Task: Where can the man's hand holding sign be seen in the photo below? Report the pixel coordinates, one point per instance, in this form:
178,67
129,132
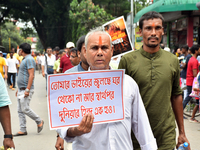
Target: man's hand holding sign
84,127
════════════════════
PROBLEM TO WORK ON ::
Copy out every line of the records above, including the requests. Raise each point coordinate in the answers by 127, keep the numbers in the requests and their format samples unchanged, and leave out the pictures.

TASK SOLUTION ::
Task: Where can the man's hand holding sign be seen in the photo below? Report the pixel coordinates, one point per instance, in this form:
178,67
129,132
Target: man's hand holding sign
211,254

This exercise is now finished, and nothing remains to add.